* **YOUR ASSIGNMENT**: Pick out each line of the records that includes the string "reflected", and copy it.

[Photo-based referring expression data]
┌──

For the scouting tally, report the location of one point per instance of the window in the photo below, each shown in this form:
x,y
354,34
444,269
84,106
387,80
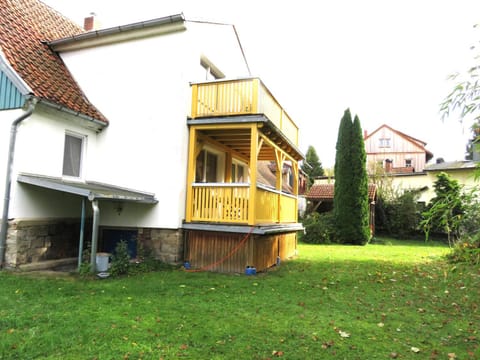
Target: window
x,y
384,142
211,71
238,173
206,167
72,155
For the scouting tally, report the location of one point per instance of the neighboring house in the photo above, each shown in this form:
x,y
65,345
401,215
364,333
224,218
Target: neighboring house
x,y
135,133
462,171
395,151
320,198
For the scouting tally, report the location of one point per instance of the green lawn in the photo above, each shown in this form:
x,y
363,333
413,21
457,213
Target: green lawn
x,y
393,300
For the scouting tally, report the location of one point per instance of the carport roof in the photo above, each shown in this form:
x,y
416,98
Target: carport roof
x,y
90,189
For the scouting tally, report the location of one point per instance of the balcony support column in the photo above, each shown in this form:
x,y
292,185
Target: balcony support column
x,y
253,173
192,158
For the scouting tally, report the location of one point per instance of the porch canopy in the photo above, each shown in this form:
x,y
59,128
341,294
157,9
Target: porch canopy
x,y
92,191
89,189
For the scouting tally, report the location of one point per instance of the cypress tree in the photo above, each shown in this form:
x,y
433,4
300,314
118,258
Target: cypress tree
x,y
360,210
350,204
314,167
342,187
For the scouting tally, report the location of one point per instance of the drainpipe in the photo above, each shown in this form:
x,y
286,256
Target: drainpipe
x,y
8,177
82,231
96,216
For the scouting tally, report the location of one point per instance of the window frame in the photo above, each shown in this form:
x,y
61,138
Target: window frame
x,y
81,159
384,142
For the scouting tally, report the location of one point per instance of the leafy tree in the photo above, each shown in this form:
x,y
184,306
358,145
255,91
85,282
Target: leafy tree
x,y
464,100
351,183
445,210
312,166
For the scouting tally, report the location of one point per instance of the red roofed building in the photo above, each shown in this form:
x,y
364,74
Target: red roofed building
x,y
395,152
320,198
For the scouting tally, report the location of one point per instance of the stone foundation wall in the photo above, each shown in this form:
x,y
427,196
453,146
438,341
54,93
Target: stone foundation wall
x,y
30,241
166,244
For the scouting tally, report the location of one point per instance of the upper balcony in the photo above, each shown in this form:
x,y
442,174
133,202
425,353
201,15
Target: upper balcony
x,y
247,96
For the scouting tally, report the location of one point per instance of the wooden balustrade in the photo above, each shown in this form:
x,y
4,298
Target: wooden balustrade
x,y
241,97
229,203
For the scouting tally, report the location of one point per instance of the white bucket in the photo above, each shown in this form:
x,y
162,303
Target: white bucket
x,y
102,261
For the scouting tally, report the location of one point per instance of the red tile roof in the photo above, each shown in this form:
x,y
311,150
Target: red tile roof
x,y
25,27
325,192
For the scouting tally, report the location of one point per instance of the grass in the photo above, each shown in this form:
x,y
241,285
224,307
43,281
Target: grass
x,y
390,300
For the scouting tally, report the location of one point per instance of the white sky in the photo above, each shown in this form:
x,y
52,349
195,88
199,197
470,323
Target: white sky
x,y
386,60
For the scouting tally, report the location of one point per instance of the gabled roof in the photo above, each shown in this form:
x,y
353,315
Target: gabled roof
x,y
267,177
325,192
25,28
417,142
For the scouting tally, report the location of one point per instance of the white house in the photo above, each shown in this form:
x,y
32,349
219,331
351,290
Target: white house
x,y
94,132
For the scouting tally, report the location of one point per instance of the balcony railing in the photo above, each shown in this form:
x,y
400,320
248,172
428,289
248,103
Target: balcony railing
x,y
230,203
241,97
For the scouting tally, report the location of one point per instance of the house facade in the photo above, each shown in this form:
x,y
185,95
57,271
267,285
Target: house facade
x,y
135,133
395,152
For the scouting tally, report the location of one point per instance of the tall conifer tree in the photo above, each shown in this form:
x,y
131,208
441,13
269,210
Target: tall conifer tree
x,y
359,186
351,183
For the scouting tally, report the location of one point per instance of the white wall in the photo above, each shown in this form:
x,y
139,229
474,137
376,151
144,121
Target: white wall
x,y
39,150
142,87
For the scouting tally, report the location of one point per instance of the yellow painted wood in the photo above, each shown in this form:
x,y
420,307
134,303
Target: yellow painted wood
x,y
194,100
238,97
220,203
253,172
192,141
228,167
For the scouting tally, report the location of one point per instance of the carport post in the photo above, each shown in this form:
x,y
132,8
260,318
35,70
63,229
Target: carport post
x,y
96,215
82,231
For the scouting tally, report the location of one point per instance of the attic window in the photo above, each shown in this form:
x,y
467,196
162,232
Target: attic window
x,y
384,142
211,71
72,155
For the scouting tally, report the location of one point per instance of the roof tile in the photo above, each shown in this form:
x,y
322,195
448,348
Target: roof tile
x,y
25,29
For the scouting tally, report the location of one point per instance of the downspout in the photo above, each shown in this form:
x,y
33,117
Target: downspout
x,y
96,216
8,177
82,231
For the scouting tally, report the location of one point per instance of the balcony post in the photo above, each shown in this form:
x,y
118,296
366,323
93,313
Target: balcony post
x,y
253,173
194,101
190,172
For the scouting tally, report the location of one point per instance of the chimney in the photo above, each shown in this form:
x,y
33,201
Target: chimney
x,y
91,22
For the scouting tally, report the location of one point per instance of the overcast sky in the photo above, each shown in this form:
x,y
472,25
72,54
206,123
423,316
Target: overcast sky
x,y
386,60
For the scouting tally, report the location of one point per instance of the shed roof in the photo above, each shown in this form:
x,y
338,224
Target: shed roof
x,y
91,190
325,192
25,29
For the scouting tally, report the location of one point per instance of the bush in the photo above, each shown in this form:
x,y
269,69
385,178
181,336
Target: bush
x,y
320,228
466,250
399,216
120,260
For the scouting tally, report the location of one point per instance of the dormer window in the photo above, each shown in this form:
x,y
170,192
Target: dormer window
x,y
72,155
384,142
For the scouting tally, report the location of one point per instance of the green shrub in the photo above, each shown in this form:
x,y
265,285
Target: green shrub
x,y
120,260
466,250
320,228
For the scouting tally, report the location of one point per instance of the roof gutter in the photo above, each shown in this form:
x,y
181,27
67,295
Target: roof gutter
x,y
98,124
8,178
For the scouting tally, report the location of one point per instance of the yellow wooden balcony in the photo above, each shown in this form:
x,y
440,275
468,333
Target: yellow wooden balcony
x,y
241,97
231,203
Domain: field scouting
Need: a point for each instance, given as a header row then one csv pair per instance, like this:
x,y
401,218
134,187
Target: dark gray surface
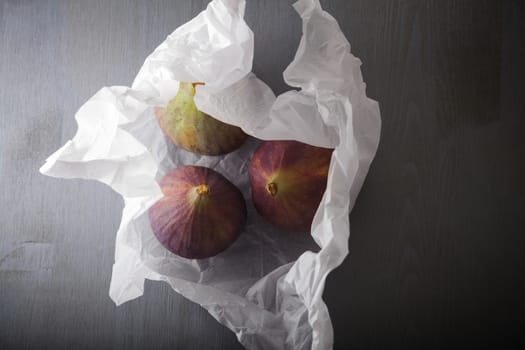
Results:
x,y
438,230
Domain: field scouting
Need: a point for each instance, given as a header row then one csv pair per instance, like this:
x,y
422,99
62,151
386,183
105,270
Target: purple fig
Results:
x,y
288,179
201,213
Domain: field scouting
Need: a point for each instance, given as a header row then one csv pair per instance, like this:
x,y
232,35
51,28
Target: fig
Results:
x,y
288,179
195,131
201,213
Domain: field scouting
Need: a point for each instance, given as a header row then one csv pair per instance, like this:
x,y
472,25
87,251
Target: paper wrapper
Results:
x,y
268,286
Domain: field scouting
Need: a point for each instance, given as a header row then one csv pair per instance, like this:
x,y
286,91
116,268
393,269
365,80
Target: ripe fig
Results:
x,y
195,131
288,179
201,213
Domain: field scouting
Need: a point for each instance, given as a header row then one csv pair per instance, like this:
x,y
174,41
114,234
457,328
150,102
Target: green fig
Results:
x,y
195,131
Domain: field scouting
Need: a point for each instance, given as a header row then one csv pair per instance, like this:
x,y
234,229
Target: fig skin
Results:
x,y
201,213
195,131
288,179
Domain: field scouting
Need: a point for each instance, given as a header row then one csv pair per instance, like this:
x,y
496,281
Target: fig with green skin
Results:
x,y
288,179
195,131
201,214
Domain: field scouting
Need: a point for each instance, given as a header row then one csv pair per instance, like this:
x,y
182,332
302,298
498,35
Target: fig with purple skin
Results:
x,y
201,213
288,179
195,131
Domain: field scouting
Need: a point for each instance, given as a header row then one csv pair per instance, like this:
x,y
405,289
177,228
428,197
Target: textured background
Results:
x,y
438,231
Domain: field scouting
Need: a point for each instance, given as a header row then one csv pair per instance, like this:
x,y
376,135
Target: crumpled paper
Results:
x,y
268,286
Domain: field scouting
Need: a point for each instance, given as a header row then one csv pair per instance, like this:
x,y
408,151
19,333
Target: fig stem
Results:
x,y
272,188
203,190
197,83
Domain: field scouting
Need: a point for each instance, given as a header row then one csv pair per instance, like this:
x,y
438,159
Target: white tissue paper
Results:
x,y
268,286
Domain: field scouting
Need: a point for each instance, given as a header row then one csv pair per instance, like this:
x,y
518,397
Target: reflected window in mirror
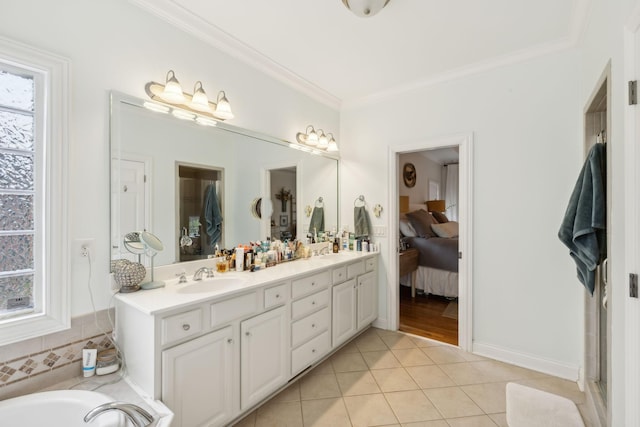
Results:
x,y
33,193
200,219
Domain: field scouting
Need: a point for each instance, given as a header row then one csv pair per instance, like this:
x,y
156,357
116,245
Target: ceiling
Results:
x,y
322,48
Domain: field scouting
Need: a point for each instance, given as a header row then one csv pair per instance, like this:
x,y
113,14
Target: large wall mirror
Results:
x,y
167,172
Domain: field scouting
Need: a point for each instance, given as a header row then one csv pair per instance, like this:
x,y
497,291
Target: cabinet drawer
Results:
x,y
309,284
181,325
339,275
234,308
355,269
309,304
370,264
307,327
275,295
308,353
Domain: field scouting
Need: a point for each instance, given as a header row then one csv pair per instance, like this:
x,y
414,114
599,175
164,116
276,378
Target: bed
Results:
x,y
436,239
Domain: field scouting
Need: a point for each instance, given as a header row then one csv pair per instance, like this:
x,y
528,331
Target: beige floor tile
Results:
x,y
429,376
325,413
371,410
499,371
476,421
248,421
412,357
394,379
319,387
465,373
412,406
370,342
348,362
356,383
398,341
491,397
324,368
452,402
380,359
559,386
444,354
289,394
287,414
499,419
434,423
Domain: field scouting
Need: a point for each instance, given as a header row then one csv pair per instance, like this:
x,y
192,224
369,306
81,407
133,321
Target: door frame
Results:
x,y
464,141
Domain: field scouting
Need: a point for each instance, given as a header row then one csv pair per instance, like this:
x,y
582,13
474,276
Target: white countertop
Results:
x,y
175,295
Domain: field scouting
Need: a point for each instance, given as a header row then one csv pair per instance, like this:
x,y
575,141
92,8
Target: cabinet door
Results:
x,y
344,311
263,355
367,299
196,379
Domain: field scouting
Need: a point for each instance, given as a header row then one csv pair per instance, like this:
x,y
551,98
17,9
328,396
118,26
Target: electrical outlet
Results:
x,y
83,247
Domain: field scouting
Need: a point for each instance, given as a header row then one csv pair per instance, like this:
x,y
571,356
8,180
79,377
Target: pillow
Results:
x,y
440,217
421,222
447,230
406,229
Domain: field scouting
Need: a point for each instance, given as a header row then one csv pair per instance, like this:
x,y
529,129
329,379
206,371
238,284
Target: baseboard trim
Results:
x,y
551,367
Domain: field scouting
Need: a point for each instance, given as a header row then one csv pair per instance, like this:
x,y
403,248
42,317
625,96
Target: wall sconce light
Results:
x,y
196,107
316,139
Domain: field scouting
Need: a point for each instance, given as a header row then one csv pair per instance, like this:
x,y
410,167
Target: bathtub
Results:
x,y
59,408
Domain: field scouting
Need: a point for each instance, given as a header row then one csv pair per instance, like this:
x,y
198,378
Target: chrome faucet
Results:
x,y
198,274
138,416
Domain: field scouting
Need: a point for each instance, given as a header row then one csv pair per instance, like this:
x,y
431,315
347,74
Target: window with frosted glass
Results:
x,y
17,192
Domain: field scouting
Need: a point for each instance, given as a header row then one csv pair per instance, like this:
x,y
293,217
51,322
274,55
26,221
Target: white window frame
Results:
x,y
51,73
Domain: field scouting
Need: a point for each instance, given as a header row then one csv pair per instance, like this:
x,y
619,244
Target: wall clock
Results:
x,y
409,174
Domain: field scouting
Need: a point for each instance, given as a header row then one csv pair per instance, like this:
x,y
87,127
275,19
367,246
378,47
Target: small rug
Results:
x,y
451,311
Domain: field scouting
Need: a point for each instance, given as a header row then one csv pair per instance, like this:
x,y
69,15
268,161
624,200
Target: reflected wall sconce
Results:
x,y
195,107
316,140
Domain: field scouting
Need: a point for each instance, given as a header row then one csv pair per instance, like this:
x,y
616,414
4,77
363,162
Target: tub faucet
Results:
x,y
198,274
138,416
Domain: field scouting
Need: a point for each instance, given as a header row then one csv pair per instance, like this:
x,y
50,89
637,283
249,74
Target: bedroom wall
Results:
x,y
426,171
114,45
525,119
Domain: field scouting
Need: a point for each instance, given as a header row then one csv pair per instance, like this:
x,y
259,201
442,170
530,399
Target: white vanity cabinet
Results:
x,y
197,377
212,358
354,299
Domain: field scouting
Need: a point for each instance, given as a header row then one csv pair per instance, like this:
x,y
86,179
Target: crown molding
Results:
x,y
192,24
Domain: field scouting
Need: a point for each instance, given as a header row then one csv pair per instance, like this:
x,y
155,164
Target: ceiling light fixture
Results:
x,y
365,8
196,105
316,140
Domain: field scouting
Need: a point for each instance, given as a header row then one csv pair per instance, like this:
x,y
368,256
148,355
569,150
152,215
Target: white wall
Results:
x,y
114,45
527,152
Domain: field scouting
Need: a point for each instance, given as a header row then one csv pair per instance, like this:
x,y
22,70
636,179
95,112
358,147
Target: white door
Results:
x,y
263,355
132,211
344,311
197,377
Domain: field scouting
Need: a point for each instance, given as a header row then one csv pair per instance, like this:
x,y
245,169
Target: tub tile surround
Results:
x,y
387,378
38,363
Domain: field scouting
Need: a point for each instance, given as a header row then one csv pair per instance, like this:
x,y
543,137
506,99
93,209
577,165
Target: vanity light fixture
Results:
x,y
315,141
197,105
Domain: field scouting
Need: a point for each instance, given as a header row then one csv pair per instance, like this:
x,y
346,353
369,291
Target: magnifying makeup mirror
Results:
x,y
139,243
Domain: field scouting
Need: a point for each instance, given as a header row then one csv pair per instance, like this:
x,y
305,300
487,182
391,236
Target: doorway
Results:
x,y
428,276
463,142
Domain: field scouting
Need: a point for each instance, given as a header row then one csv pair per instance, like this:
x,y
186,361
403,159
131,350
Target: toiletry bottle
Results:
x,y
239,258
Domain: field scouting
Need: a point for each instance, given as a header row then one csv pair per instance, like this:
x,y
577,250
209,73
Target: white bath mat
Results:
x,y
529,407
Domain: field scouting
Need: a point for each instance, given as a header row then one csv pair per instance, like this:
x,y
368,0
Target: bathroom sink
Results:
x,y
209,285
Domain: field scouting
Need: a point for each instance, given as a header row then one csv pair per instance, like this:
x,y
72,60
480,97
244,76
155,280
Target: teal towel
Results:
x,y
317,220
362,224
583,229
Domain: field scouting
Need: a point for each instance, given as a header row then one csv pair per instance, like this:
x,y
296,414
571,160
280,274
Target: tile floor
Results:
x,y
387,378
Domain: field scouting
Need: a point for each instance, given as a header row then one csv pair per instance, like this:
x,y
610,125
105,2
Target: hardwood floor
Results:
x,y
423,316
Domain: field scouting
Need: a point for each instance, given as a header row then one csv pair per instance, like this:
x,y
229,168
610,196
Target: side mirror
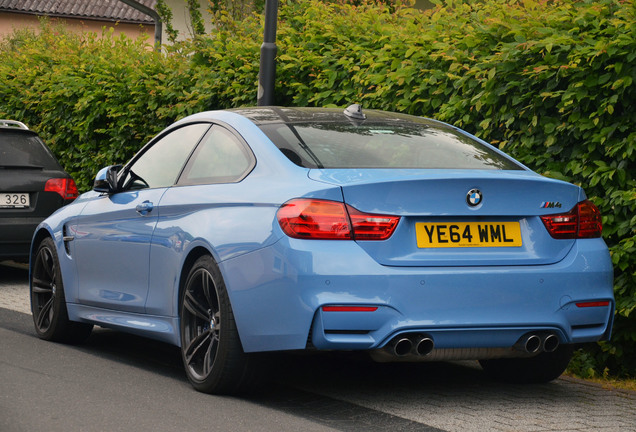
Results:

└──

* **OUTPUT OF THE EXERCISE**:
Target: reflected window in mirror
Target: reflected wall sconce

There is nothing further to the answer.